(Source document)

[Start of section]

Last updated at: (Beijing Time) Tuesday, May 14, 2002
Japanese Vet Found Dead After Mad Cow Failure
A Japanese veterinarian who failed to diagnose mad cow disease in a sick dairy cow has apparently committed suicide, health officials said on Tuesday, a day after Japan confirmed its fourth case of the illness in cattle.
A Japanese veterinarian who failed to diagnose mad cow disease in a sick dairy cow has apparently committed suicide, health officials said on Tuesday, a day after Japan confirmed its fourth case of the illness in cattle.
The news came as the Health Ministry moved to step up mad-cow testing to try to ease concerns over the latest outbreak, which has reignited a health scare that devastated Japan's food sector last year.
The 29-year-old veterinarian, an employee of a public health center near the site of the latest outbreak on Japan's northern island of Hokkaido, was found dead at her home on Monday, officials at the center said.

[End of section]

(What to work on)
1. Determine whether each of the following statements agrees with the news article on the Japanese veterinarian. Answer yes or no for each, quoting the words of the article that decide it: (a) The veterinarian was 29 years old. (b) The veterinarian was found dead at the public health center. (c) Japan had confirmed its fourth case of the illness in cattle.
2. Echo the news article on the Japanese veterinarian word for word, from "Last updated at: (Beijing" up to and including "sector last year.".
3. Proceed with the news article on the Japanese veterinarian and mad cow disease, picking up after its final sentence.

(Data items)
[Start of section]

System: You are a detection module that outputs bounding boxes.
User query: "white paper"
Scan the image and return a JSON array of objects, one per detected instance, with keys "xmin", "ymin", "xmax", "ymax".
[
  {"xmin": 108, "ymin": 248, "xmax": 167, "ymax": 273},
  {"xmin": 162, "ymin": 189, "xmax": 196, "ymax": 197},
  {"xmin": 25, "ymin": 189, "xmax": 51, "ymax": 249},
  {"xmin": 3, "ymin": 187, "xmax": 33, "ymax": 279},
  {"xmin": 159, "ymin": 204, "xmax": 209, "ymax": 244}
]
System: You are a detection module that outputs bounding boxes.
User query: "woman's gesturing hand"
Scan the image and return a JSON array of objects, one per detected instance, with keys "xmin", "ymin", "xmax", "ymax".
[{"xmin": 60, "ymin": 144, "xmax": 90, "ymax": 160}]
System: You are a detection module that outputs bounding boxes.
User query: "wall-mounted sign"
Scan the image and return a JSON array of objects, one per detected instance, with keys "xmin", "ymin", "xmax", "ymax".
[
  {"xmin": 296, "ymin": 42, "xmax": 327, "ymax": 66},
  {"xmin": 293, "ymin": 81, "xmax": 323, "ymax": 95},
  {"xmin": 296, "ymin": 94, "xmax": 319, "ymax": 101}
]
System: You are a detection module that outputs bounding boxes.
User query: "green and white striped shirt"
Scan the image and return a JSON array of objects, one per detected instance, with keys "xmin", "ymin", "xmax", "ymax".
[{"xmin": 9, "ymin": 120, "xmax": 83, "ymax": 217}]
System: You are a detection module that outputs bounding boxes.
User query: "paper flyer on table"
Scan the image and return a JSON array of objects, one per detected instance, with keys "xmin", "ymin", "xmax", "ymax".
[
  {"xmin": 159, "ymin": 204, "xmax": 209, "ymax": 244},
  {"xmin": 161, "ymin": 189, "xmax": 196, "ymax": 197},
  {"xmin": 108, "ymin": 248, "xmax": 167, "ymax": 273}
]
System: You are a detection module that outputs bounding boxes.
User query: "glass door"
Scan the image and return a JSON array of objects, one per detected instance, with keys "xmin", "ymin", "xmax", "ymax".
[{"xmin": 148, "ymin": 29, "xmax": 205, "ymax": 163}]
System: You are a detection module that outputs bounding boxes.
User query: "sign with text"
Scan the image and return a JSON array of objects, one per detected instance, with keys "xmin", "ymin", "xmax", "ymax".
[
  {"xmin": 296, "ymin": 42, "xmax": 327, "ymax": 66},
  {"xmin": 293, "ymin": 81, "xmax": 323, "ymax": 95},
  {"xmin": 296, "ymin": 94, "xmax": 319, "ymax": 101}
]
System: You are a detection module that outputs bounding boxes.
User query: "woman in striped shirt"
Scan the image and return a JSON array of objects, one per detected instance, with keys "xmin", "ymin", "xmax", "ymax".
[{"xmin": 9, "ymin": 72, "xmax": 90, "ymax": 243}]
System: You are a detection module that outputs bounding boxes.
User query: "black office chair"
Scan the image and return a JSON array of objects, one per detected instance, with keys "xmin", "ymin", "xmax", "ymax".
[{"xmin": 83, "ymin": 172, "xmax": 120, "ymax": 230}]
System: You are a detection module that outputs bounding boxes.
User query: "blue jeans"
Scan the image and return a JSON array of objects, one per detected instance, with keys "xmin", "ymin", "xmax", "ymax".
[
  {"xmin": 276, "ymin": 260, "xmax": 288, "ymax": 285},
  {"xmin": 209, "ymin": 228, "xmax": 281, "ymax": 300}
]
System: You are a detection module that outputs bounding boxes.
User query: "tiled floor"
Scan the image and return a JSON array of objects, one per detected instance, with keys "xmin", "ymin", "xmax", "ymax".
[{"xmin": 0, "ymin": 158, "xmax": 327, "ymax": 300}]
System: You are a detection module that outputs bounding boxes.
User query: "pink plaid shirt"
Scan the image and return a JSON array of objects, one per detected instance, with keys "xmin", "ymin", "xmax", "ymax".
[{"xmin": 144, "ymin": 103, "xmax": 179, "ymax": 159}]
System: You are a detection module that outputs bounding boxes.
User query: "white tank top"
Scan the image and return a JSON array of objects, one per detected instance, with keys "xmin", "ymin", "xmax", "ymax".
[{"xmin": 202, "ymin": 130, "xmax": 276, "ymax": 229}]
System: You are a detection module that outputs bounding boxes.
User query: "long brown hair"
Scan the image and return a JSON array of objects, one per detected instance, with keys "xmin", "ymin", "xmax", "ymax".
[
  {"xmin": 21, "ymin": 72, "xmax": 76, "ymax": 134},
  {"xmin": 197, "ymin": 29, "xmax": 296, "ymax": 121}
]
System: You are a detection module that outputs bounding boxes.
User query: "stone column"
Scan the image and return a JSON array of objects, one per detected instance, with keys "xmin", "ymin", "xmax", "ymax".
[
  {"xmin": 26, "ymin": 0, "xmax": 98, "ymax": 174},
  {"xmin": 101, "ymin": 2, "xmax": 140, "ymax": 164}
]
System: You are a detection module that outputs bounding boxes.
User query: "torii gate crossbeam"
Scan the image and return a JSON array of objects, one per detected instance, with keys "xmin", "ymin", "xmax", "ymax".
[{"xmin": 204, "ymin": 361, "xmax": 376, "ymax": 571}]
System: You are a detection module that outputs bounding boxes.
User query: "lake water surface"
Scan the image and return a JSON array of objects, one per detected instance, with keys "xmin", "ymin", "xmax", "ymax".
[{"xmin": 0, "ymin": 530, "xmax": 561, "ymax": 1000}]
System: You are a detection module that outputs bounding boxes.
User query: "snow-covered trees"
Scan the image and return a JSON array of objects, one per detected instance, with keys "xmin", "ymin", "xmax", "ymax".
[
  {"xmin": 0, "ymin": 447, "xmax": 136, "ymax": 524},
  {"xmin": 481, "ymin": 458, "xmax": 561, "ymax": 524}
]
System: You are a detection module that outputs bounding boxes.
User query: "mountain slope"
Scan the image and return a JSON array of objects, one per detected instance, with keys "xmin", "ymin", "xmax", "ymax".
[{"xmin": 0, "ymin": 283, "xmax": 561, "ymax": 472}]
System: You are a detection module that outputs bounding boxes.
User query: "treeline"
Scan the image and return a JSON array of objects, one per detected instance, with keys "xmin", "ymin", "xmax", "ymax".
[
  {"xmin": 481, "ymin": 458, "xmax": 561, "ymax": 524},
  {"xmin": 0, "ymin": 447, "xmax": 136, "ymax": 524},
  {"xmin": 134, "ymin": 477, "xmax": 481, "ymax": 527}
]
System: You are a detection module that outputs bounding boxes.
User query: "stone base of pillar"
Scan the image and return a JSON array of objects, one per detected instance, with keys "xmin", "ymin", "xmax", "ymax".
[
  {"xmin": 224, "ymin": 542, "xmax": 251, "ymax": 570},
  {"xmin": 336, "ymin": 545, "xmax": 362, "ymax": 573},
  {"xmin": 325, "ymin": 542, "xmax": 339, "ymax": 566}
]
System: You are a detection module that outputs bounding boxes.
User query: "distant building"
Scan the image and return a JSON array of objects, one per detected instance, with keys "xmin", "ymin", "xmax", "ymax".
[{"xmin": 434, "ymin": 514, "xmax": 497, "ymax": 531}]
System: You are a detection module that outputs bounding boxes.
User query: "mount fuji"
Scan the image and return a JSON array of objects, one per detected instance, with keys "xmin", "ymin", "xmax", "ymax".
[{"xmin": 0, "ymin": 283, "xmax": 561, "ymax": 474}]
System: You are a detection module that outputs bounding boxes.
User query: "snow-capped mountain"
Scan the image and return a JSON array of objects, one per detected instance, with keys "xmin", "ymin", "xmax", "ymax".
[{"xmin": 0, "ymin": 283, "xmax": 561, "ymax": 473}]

[End of section]

(Activity answers)
1.
(a) Yes: "The 29-year-old veterinarian"
(b) No: "was found dead at her home on Monday"
(c) Yes: "a day after Japan confirmed its fourth case of the illness in cattle"

2.
Last updated at: (Beijing Time) Tuesday, May 14, 2002
Japanese Vet Found Dead After Mad Cow Failure
A Japanese veterinarian who failed to diagnose mad cow disease in a sick dairy cow has apparently committed suicide, health officials said on Tuesday, a day after Japan confirmed its fourth case of the illness in cattle.
A Japanese veterinarian who failed to diagnose mad cow disease in a sick dairy cow has apparently committed suicide, health officials said on Tuesday, a day after Japan confirmed its fourth case of the illness in cattle.
The news came as the Health Ministry moved to step up mad-cow testing to try to ease concerns over the latest outbreak, which has reignited a health scare that devastated Japan's food sector last year.

3.
Police are investigating, media reports said.
The veterinarian had left a note apologizing for failing to detect the disease in the six-year-old Holstein cow after it was brought into the center for examination, the officials said.
Japan's latest case of mad cow disease, formally known as bovine spongiform encephalopathy (BSE), comes just in time to tarnish its image weeks before thousands of visitors arrive for soccer's World Cup finals, being co-hosted with South Korea.
South Korea is grappling with a health scare of its own, slaughtering tens of thousands of animals to contain an outbreak of foot-and-mouth disease, which can kill cloven-hoofed livestock such as pigs and cows but is harmless to humans.